Given entries
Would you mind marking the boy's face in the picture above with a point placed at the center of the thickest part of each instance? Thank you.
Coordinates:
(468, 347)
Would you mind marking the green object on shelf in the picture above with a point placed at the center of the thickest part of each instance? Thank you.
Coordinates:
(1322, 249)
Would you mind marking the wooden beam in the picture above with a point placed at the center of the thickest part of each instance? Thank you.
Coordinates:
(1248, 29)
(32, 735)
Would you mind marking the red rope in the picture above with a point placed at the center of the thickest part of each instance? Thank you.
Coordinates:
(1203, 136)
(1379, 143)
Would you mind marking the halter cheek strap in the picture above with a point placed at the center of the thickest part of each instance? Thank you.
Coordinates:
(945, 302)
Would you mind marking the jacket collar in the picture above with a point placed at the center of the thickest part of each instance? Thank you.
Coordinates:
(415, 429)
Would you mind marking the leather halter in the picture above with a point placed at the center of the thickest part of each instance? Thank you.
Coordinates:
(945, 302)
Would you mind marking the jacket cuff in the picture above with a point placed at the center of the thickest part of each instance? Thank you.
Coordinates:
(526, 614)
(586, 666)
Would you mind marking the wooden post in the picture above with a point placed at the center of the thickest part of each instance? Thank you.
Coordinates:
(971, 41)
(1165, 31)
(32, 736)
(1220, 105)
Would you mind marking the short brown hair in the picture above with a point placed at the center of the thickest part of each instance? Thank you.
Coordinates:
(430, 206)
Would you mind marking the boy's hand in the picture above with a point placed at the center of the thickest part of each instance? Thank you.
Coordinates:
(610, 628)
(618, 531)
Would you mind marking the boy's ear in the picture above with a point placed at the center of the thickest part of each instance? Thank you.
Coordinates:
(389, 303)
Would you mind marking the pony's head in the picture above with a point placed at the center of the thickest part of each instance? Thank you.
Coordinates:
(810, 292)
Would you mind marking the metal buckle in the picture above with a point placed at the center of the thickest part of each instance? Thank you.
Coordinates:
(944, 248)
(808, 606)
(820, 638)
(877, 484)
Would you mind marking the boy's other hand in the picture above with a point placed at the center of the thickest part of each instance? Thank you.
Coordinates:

Problem to solve
Return a copy of each line in the records above that has "wooden" in it.

Problem solution
Would you mind marking the wooden beam in the picture above with a point placed at the center of the thickest part of each instance? Thank you.
Would you mind marking the wooden post in the picture above with a point placed at the center of the thickest part of each instance? Thank you.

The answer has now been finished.